#### [WORK TO COMPLETE]
Each line holding the string "green" is to be copied from the data.

#### [MATERIAL FOR THIS TASK]

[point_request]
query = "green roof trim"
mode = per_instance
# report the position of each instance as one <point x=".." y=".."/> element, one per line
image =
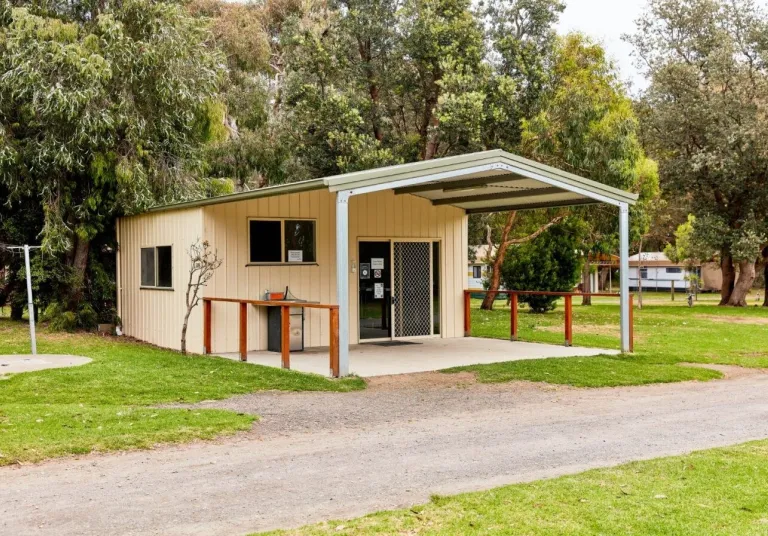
<point x="267" y="191"/>
<point x="508" y="162"/>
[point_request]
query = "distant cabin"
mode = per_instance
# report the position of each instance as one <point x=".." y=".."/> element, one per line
<point x="660" y="273"/>
<point x="478" y="267"/>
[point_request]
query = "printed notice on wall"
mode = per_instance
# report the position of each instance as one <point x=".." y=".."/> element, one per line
<point x="295" y="255"/>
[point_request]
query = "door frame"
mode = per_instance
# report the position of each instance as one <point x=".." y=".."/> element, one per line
<point x="392" y="241"/>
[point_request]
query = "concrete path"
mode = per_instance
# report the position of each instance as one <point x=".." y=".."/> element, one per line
<point x="322" y="456"/>
<point x="422" y="355"/>
<point x="12" y="364"/>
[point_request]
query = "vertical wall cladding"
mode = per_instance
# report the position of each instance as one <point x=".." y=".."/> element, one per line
<point x="226" y="226"/>
<point x="379" y="215"/>
<point x="156" y="315"/>
<point x="386" y="215"/>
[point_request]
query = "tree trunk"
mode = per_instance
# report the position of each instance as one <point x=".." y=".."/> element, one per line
<point x="765" y="277"/>
<point x="640" y="276"/>
<point x="602" y="280"/>
<point x="586" y="281"/>
<point x="79" y="265"/>
<point x="729" y="276"/>
<point x="743" y="285"/>
<point x="501" y="252"/>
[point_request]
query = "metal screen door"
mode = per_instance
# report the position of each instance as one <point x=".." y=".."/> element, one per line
<point x="412" y="289"/>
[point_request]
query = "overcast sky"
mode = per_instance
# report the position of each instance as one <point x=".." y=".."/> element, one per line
<point x="606" y="21"/>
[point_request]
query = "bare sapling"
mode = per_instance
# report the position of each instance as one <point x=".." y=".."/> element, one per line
<point x="203" y="263"/>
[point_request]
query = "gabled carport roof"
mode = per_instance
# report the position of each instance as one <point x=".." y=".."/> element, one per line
<point x="487" y="181"/>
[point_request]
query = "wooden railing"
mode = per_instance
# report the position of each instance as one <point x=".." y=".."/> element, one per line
<point x="568" y="299"/>
<point x="285" y="323"/>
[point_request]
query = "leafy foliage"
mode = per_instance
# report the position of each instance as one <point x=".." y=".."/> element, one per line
<point x="550" y="262"/>
<point x="705" y="121"/>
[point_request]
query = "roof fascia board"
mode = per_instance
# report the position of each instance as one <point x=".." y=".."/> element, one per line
<point x="270" y="191"/>
<point x="567" y="177"/>
<point x="537" y="192"/>
<point x="533" y="206"/>
<point x="418" y="179"/>
<point x="587" y="190"/>
<point x="478" y="181"/>
<point x="413" y="169"/>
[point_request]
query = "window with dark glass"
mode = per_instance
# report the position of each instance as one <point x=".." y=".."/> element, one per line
<point x="299" y="241"/>
<point x="157" y="267"/>
<point x="265" y="241"/>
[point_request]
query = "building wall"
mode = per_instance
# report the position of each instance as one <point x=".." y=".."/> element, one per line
<point x="157" y="315"/>
<point x="378" y="215"/>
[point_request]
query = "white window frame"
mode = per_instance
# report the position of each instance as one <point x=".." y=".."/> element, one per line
<point x="283" y="253"/>
<point x="155" y="286"/>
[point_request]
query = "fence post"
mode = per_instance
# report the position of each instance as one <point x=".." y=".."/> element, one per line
<point x="243" y="331"/>
<point x="285" y="336"/>
<point x="569" y="320"/>
<point x="467" y="314"/>
<point x="206" y="326"/>
<point x="334" y="334"/>
<point x="631" y="323"/>
<point x="513" y="316"/>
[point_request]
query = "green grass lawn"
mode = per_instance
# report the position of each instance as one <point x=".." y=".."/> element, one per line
<point x="712" y="492"/>
<point x="103" y="405"/>
<point x="666" y="333"/>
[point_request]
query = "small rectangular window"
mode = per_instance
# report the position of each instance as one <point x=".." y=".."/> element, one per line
<point x="282" y="241"/>
<point x="299" y="241"/>
<point x="265" y="241"/>
<point x="157" y="267"/>
<point x="147" y="267"/>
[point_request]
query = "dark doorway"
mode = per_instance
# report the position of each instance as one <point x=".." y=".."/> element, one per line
<point x="375" y="290"/>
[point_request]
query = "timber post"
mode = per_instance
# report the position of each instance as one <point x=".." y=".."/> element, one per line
<point x="512" y="316"/>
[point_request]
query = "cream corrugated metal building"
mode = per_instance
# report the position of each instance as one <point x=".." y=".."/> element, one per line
<point x="405" y="257"/>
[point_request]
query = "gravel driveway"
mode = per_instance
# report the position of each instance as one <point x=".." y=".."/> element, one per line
<point x="317" y="456"/>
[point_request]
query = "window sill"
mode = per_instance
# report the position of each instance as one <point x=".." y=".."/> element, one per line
<point x="282" y="264"/>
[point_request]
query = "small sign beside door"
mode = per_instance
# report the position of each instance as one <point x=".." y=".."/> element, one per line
<point x="295" y="255"/>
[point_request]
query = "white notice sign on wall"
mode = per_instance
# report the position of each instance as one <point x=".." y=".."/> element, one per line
<point x="295" y="255"/>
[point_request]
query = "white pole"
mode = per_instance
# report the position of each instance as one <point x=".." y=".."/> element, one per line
<point x="30" y="304"/>
<point x="624" y="274"/>
<point x="342" y="277"/>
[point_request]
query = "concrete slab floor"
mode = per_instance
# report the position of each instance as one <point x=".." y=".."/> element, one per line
<point x="12" y="364"/>
<point x="420" y="355"/>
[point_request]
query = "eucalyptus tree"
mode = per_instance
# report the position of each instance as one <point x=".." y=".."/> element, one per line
<point x="102" y="112"/>
<point x="706" y="123"/>
<point x="587" y="125"/>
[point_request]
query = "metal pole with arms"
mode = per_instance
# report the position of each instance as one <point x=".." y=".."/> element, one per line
<point x="624" y="276"/>
<point x="30" y="302"/>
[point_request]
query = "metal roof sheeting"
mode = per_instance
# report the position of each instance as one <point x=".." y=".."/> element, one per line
<point x="486" y="181"/>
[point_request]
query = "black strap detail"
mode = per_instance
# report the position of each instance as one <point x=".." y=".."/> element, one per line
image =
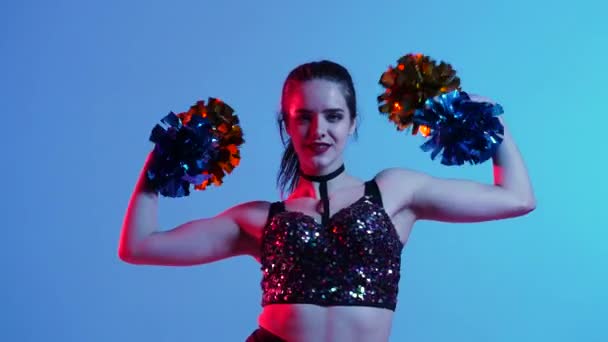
<point x="372" y="190"/>
<point x="323" y="189"/>
<point x="275" y="207"/>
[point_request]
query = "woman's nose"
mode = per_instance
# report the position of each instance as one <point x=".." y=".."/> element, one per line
<point x="319" y="126"/>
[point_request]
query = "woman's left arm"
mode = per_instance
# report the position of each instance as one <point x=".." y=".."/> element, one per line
<point x="452" y="200"/>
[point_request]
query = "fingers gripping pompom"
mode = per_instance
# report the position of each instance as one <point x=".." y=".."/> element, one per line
<point x="197" y="147"/>
<point x="407" y="86"/>
<point x="460" y="129"/>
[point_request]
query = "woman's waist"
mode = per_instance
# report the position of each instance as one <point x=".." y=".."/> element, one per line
<point x="310" y="322"/>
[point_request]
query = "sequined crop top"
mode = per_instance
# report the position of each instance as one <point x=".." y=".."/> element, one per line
<point x="353" y="260"/>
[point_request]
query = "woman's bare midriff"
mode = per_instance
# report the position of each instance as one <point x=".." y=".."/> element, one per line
<point x="308" y="323"/>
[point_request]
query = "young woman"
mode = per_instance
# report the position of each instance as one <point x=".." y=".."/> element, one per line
<point x="330" y="253"/>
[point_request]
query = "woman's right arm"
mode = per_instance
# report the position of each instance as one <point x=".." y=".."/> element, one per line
<point x="201" y="241"/>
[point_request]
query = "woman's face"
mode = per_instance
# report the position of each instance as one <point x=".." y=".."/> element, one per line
<point x="319" y="124"/>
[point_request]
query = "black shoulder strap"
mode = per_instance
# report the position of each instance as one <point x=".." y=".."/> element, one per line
<point x="372" y="190"/>
<point x="275" y="207"/>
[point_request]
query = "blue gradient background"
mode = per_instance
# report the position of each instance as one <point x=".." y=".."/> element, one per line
<point x="83" y="83"/>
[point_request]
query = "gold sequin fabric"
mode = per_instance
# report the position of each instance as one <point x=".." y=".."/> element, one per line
<point x="353" y="260"/>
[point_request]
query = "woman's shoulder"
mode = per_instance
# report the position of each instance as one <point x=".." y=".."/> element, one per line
<point x="251" y="215"/>
<point x="397" y="185"/>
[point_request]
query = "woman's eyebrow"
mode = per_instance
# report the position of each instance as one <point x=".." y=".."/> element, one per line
<point x="328" y="110"/>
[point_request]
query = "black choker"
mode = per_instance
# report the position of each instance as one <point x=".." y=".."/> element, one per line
<point x="323" y="189"/>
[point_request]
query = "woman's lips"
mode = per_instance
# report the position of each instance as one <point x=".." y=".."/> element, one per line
<point x="318" y="148"/>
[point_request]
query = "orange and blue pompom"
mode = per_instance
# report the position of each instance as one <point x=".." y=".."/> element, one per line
<point x="197" y="147"/>
<point x="415" y="79"/>
<point x="460" y="129"/>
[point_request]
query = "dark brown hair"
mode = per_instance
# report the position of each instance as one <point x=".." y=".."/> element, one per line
<point x="288" y="175"/>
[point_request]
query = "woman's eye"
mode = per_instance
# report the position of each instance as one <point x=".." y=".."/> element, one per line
<point x="303" y="118"/>
<point x="334" y="117"/>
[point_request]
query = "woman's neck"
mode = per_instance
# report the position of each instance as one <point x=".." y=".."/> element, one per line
<point x="309" y="185"/>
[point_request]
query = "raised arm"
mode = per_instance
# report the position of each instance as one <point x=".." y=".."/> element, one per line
<point x="453" y="200"/>
<point x="228" y="234"/>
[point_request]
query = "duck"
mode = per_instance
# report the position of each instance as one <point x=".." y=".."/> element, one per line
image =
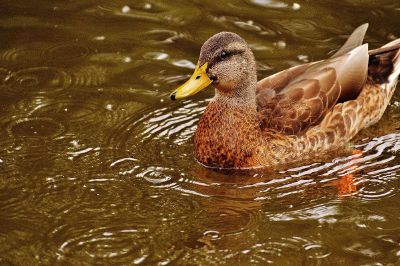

#### [SOLUTION FOR THIS TASK]
query = "green roof trim"
query = "green grass lawn"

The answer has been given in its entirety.